SUPPLIED TEXT:

——

Imagine you’re back in high school, sitting in math class and you are suddenly surrounded by the smell of death. You think the zombie apocalypse is upon you, but you realize the smell is emanating from one of your classmate’s backpacks. You ask them, “What’s in your bag?” He is silent and opens his bag to reveal the corpse of a frog.
This actually happened in my high school — how many other schools has it occurred in?
Now that I’m an English major, I can’t say I know that much about biology. All I know is that I was scarred in biology class by the dissections. It wasn’t just frogs. There was also a worm and what I believe was a cricket. Apparently in some states and colleges there are also pigs, rats, mice and rabbits.
I know we didn’t kill the frogs, but it was eerie for me to think, “Where did my seemingly harmless biology teacher get 30 well-preserved dead frogs?” This was after the Disney movie “The Princess and the Frog” came out.
After speaking to some biology majors, I can confirm that dissecting a frog is only useful to students going into the medical field. My best friend, who is studying to be a doctor, found it interesting and a little bit like practice surgery. She did, however, admit that there isn’t a whole lot that a person can do with that experience. I’m still waiting for the day when my knowledge of frog organs will help me write a great American novel.
I’m an animal rights supporter. I can’t really say activist; other than making lifestyle changes, I haven’t really joined a protest or group or anything.
So imagine me, someone who loves animals and has just seen “The Princess and the Frog,” seeing a box of dead frogs flopped on a table and passed around to a bunch of 16-year-olds. It was sickening.

——

EXCERPTED DATA:

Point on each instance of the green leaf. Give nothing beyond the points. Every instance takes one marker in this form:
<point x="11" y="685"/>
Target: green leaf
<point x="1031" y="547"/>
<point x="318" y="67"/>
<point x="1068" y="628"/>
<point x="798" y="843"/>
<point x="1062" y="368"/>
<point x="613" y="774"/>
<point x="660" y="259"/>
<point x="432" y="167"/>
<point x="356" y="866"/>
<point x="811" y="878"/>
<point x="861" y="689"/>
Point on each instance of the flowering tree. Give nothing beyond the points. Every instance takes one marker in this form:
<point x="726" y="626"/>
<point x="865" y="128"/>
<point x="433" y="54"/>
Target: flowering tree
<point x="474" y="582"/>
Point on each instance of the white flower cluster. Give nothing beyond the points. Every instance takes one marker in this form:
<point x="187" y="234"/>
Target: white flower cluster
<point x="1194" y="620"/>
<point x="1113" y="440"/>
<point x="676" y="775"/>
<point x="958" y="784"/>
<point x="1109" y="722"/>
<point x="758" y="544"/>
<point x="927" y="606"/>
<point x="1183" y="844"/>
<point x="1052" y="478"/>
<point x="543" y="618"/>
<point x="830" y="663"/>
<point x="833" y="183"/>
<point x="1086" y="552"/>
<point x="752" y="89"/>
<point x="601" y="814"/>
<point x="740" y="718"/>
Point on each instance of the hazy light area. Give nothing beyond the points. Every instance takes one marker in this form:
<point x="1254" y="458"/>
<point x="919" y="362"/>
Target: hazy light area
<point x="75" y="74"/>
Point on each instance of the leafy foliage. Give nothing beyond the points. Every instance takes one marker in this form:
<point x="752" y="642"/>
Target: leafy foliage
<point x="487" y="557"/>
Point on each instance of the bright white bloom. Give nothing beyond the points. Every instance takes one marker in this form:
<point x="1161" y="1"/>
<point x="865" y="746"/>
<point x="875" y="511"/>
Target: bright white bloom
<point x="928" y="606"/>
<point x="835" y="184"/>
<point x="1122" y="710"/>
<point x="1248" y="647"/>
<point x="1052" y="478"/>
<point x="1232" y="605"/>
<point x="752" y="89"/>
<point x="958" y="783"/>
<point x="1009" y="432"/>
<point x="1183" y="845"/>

——

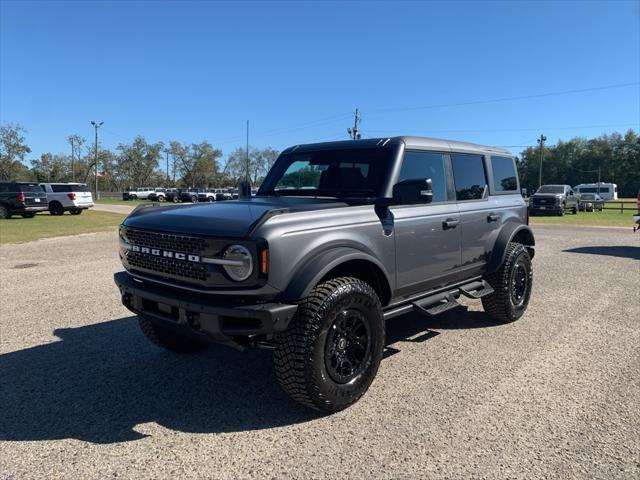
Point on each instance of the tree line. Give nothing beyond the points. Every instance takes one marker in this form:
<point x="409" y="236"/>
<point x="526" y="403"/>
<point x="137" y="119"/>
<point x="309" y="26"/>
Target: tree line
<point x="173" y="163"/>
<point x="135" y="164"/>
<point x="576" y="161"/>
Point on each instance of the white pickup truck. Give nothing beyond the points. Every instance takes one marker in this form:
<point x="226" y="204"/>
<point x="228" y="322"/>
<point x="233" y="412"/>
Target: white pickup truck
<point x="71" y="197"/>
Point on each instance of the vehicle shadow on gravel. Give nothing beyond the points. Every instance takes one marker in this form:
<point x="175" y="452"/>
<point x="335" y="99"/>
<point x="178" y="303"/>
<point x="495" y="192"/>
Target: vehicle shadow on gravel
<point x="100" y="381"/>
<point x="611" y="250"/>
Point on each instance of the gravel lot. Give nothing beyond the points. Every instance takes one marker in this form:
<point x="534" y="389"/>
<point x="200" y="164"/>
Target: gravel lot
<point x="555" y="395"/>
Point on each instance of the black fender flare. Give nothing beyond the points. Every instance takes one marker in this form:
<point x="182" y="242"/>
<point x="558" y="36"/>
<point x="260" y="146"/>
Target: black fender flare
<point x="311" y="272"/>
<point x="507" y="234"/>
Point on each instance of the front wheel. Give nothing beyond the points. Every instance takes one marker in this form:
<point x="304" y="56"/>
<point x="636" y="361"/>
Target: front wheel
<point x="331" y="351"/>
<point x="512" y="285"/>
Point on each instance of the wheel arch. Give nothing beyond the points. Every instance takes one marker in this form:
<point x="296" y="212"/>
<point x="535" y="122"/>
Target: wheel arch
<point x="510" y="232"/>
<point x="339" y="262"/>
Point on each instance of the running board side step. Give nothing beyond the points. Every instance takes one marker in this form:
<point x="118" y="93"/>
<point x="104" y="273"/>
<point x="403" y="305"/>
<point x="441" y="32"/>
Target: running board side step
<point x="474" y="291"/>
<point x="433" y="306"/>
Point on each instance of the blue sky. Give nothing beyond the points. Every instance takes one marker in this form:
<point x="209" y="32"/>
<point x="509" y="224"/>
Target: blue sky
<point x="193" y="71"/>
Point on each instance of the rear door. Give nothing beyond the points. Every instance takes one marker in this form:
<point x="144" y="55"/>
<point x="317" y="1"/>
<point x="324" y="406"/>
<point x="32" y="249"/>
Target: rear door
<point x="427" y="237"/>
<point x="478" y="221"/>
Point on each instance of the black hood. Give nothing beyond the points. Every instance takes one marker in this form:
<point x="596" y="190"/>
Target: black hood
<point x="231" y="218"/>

——

QUESTIONS TO ANSWER:
1. Duplicate the part of the essay on high school frog dissection from "I know we didn’t" to "great American novel.".
2. Summarize the essay on high school frog dissection in two sentences.
3. Extend the essay on high school frog dissection from where it stops.

RESULTS OF THE EXERCISE:
1.
I know we didn’t kill the frogs, but it was eerie for me to think, “Where did my seemingly harmless biology teacher get 30 well-preserved dead frogs?” This was after the Disney movie “The Princess and the Frog” came out.
After speaking to some biology majors, I can confirm that dissecting a frog is only useful to students going into the medical field. My best friend, who is studying to be a doctor, found it interesting and a little bit like practice surgery. She did, however, admit that there isn’t a whole lot that a person can do with that experience. I’m still waiting for the day when my knowledge of frog organs will help me write a great American novel.

2. The writer, now an English major and an animal rights supporter, was scarred by high school biology dissections of frogs, a worm and what seemed to be a cricket, which took place after the Disney movie "The Princess and the Frog" came out. After talking with biology majors, the writer concludes that frog dissection is useful only to students going into the medical field and recalls the sight of dead frogs passed around to 16-year-olds as sickening.

3.
Imagine it in reverse, a bunch of massive frogs surrounding a dead human, performing a rather unorthodox autopsy and giggling, joking as they probe.
Two years ago, one of my younger friends took biology and when they dissected frogs, he stole an extra dead frog, put it in his bag and carried it around school the rest of the day. The teacher didn’t notice, therefore he wasn’t stopped. I feel like the school was asking for this. If you provide dead frogs to emotionally unstable teenagers who are in their “so random” phase, what on earth do you think is going to happen?
When I asked my biology teacher where he got his frogs, he said he ordered them online, which only raised more questions. Where did the people he bought them from get the frogs? Obviously all of these frogs are taken from the wild or raised in labs, killed for the purpose of dissection or some other scientific use.
Investigating the organs of a dead organism is, apparently, the American school system way. Instead of needlessly dissecting real dead animals, perhaps we could dissect virtual frogs on the computer. We would still be learning the biology and getting the practice, but those who are rather squeamish wouldn’t be scared — and boys couldn’t steal frogs and stash them in their backpacks. We could also dissect plastic frogs. There are lifelike toy humans that medical students use to practice surgery. It wouldn’t be hard to make reusable plastic frogs to use in biology class.